- **Action item**
Both the line below containing "each like (621,131)." and the line containing "each like (1130,213).", along with every line between them, should be repeated exactly; no other line belongs in the answer.
Segment Start: Stored data
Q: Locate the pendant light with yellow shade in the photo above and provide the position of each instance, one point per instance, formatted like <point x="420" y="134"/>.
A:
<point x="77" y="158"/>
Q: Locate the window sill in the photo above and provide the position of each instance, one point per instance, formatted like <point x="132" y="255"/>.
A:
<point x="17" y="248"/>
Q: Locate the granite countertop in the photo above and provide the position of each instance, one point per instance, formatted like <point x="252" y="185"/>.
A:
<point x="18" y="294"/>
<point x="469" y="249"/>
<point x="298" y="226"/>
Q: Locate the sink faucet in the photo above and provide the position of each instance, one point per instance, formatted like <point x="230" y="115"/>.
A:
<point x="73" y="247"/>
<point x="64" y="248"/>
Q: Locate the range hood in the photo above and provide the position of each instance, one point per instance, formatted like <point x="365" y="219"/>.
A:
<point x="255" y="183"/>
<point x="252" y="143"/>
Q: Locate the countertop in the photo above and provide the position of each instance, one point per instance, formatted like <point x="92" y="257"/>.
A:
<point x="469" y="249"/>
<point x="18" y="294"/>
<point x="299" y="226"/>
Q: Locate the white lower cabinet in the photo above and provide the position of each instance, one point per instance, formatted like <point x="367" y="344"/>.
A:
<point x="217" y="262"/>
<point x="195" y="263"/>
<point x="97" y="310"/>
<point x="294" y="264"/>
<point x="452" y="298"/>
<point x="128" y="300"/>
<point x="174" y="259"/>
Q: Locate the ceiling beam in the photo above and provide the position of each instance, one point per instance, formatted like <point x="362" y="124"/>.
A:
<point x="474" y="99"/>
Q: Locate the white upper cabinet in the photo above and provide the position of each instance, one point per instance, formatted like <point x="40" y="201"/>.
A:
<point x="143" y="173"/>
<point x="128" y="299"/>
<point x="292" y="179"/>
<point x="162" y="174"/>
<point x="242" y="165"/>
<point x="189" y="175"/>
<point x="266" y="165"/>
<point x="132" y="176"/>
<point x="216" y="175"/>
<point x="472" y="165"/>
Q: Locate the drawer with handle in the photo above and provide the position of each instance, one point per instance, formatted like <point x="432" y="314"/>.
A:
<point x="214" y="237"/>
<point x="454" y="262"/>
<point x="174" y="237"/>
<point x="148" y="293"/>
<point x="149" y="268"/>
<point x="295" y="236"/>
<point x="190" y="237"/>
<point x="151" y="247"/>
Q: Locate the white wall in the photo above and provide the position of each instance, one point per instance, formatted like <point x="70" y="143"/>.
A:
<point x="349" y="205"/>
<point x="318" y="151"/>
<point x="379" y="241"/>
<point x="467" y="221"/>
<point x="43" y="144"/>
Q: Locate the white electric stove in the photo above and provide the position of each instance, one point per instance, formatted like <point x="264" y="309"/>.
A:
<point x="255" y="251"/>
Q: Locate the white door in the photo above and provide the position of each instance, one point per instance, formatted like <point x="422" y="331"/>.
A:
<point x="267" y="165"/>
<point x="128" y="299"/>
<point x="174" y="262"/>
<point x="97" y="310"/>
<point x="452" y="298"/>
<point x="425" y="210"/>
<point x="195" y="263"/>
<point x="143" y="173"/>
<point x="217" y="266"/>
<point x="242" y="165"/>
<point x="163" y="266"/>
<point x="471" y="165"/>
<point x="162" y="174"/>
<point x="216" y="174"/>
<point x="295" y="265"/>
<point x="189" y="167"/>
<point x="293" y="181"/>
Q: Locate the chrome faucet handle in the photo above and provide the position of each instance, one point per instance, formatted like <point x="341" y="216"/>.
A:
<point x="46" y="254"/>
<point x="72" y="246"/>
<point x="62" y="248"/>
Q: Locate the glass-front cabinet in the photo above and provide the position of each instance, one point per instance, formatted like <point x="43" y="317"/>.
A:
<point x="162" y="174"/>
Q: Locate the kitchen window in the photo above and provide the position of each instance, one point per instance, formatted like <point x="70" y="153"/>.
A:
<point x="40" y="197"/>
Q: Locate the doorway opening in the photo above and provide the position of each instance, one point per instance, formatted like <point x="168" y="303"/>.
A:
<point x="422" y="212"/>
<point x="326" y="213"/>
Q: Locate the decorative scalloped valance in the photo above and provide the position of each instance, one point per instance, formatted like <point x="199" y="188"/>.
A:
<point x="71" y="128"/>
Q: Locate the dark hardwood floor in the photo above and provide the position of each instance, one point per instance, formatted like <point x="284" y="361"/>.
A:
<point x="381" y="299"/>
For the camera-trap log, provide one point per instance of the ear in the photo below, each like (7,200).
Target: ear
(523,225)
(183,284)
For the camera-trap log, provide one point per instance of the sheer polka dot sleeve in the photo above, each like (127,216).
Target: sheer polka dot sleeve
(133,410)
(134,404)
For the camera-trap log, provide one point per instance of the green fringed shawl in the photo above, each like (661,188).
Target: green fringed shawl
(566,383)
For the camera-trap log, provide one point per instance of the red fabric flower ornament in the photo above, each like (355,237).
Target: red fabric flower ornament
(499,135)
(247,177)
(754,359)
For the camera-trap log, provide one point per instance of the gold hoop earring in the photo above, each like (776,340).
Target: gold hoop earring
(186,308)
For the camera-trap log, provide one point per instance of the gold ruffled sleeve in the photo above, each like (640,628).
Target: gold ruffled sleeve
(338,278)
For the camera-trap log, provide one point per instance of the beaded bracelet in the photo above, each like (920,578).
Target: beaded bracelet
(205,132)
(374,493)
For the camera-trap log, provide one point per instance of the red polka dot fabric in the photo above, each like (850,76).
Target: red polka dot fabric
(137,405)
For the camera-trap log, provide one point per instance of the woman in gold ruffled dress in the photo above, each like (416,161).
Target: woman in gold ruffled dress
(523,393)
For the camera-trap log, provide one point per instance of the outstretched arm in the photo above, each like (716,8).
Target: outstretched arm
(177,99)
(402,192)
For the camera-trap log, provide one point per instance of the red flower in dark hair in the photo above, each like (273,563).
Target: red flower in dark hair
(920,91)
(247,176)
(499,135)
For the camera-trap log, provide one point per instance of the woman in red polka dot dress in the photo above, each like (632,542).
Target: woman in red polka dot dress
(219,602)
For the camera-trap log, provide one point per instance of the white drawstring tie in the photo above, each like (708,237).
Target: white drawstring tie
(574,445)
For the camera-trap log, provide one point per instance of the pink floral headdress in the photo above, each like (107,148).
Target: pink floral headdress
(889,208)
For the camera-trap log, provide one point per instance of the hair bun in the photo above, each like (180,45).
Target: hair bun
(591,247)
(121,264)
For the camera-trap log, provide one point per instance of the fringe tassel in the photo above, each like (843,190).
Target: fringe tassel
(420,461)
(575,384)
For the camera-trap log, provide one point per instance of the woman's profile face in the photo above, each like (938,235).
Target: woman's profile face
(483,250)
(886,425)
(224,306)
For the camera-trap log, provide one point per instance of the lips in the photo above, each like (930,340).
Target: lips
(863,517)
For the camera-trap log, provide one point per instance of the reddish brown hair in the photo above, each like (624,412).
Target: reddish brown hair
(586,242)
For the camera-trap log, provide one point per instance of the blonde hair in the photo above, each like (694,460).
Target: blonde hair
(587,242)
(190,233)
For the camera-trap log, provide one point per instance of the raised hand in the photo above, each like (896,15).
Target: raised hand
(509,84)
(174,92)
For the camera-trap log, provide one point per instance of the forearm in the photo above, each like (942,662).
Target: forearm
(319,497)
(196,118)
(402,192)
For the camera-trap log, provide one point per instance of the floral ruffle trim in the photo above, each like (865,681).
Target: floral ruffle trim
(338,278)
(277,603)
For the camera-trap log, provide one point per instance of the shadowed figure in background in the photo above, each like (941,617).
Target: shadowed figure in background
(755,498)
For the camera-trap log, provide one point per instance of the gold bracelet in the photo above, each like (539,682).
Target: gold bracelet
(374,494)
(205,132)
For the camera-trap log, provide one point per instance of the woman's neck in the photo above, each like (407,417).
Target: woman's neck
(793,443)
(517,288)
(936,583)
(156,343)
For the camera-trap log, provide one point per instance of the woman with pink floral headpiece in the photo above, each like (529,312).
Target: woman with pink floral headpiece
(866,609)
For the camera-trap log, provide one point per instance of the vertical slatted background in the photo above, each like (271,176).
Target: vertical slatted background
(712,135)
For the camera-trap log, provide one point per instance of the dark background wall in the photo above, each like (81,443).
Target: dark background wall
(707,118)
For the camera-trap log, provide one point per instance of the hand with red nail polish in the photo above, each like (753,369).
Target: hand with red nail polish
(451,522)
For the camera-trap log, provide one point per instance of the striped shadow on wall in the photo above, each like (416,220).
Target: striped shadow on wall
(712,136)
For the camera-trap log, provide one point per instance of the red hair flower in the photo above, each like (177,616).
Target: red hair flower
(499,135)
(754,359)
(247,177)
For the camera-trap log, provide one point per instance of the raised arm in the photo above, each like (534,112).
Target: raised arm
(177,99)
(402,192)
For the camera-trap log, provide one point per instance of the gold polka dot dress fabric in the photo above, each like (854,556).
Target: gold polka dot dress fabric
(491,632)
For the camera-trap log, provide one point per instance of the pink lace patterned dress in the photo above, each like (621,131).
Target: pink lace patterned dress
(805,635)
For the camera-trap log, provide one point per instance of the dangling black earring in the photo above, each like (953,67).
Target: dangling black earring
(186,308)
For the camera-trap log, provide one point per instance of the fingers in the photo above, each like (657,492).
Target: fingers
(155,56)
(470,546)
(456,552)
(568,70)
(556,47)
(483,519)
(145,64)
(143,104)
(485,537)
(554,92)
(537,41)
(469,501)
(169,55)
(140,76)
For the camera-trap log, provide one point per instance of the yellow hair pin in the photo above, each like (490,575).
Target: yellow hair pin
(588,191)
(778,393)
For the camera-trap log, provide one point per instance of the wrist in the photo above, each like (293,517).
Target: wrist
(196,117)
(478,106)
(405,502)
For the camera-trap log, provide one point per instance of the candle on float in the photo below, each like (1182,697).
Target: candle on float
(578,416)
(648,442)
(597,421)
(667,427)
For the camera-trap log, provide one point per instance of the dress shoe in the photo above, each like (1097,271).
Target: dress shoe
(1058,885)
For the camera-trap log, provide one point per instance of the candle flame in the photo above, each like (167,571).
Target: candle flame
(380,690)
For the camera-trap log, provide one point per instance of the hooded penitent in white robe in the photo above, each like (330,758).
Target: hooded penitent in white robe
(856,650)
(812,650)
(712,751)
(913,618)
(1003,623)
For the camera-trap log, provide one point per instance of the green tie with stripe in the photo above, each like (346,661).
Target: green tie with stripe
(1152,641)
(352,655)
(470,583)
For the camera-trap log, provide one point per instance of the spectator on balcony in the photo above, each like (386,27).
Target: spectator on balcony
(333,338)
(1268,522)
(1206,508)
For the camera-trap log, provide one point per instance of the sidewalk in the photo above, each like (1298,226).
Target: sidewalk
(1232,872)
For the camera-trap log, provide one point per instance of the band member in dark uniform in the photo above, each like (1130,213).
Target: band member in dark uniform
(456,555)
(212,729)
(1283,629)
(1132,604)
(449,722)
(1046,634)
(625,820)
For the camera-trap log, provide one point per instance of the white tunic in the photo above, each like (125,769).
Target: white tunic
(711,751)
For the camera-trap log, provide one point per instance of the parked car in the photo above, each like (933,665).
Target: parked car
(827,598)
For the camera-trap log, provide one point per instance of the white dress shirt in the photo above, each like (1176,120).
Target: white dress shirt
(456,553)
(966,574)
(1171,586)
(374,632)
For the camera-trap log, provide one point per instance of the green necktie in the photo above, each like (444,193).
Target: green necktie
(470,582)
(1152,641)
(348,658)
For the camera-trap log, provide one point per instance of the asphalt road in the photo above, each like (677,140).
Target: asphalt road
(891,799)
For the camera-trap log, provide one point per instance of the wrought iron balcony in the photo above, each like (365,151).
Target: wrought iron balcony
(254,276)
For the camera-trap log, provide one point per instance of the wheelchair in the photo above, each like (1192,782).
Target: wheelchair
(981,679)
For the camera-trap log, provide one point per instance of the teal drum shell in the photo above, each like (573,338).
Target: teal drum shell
Segment End: Stored data
- **Exercise output**
For the camera-trap log, provide one point per instance of the pink lace patterned dress in the photo above, each like (621,131).
Target: pink lace patterned dress
(805,635)
For the camera-trap log, provide one point per instance of the dangling black earring in the photo above, each like (953,67).
Target: dangling black earring
(186,308)
For the camera-trap log, provide one point per instance of the fingers in the photo above, each like (657,492).
Target: fingers
(155,56)
(470,546)
(456,552)
(568,70)
(556,47)
(483,519)
(145,64)
(143,104)
(485,537)
(554,92)
(537,41)
(469,501)
(169,55)
(140,76)
For the camera-trap log, provide one point per instance of the yellow hair pin in the photo above, each like (490,575).
Target: yellow hair pin
(588,191)
(778,393)
For the camera-trap log, provide one point per instance of the wrist in the photo above, each like (293,517).
Target: wrist
(196,117)
(478,106)
(405,502)
For the camera-trap log, provide one point per instance of the candle on float in the photo below, each like (1182,697).
Target: candle on float
(578,416)
(648,442)
(597,421)
(667,427)
For the camera-trap log, provide one point per instance of the dress shoe in the photo above, each like (1097,271).
Target: dress shoe
(1058,885)
For the camera-trap log, provide one point per instance of the candle flame in the photo above, each like (167,571).
Target: candle flame
(380,690)
For the camera-trap log, provide one point per instance of the hooded penitent in white robe in the photo above, each like (330,758).
Target: hooded penitent in white robe
(856,650)
(812,650)
(712,751)
(913,618)
(1003,623)
For the camera-trap log, provide one point per instance of the green tie with stripe in the photo above, each like (346,661).
Target: green tie with stripe
(1152,641)
(352,655)
(470,583)
For the camera-trap log, provide one point per instance of the spectator on balcony in the photo above, each like (386,27).
Target: spectator on balcony
(333,338)
(1268,522)
(1206,508)
For the camera-trap log, provide one point per instance of the sidewalk in the photo above, each like (1298,226).
Target: sidewalk
(1232,872)
For the camera-trap log, provide one point per instance of the band member in dark uniform in the photo above, each like (1130,213).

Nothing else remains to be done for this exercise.